## РАЗДЕЛ ТЕКСТА
Все, все, что гибелью грозит,
Для сердца смертного таит
Неизъяснимы наслажденья -
Бессмертья, может быть, залог!
И счастлив тот, кто средь волненья
Их обретать и ведать мог.

      "Бессмертья, может быть, залог!" - Кто не рисковал, тот, может быть, и не жил, и риск сам по себе - бессмертья, может быть, залог... Пушкин касается здесь глубоко архаических языческих верований о спасении через героизм... Вальсингам спорит в "Пире" со священником... Тема дворянства (рыцарства) и священства и, более общим образом, тема государства и церкви волновала Пушкина всю жизнь. И здесь, в "Капитанской дочке", Пушкин дал относительно уравновешенную трактовку этой темы. Если в таких произведениях, как "Пир во время чумы", скорее, только поставлен вопрос [18], то в "Капитанской дочке" дан уже и некоторый ответ, ответ глубоко национальный, как бы от лица русской истории.
      Эта жизнь, как риск, как захватывающая игра со смертью в пугачевском "Ась, ваше благородие?", как все, что касается свободы, расщепляется на две темы, соответственно нашим двум уровням свободы (второму и третьему). Тут и высокая игра героизма, но тут и жизнеутверждающая надежда на спасение. И именно последнее тут же подхватывает Гринев: "Насмешка Пугачева возвратила мне бодрость. Я спокойно отвечал..." Однако не может быть покоя в этом мире, раздираемом непримиримой борьбой: сообщник Пугачева Белобородов опять требует допроса Гринева. Спор Белобородова и Хлопуши еще сильнее заостряет ситуацию [19]. И Пугачев, и Гринев чувствуют опасность. Нужно как-то вернуться на тот особый уровень общения, который дорог - и жизненно необходим - обоим. Хотя бы напоминанием о нем. "Я увидел необходимость переменить разговор, который мог кончиться для меня очень невыгодным образом, и, обратясь к Пугачеву, сказал ему с веселым видом: "Ах! я было и забыл благодарить тебя за лошадь и тулуп. Без тебя я не добрался бы до города и замерз бы на дороге". Уловка моя удалась. Пугачев развеселился" [20]. Это не только благодарность - и как бы лесть - за доброту Пугачева. Это напоминание о другой возможной жизни. Это как бы воспоминание в хмурый и холодный день о весеннем солнышке у ручьях... И лед подозрительности (со стороны Пугачева) растоплен. Разговор опять принимает частный характер, поверх всех разделяющих барьеров. Пугачев узнает, что речь идет о невесте Гринева, и склоняется к тому, чтобы помочь жениху.

## БЛОК ДАННЫХ
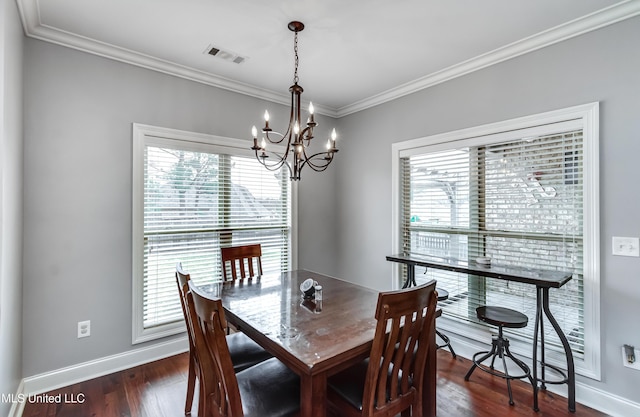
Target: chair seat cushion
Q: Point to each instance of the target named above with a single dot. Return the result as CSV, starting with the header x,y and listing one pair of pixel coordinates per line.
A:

## ЧТО НУЖНО СДЕЛАТЬ
(a) Какой сообщник Пугачева, согласно тексту о «Капитанской дочке», снова требует допроса Гринева?
(b) Воспроизведите отрывок из текста о «Капитанской дочке», начав со слов «Все, все, что» и остановившись после слов «и ведать мог.».

## ОТВЕТЫ НА ЗАДАНИЯ
(a) Белобородов.

(b)
Все, все, что гибелью грозит,
Для сердца смертного таит
Неизъяснимы наслажденья -
Бессмертья, может быть, залог!
И счастлив тот, кто средь волненья
Их обретать и ведать мог.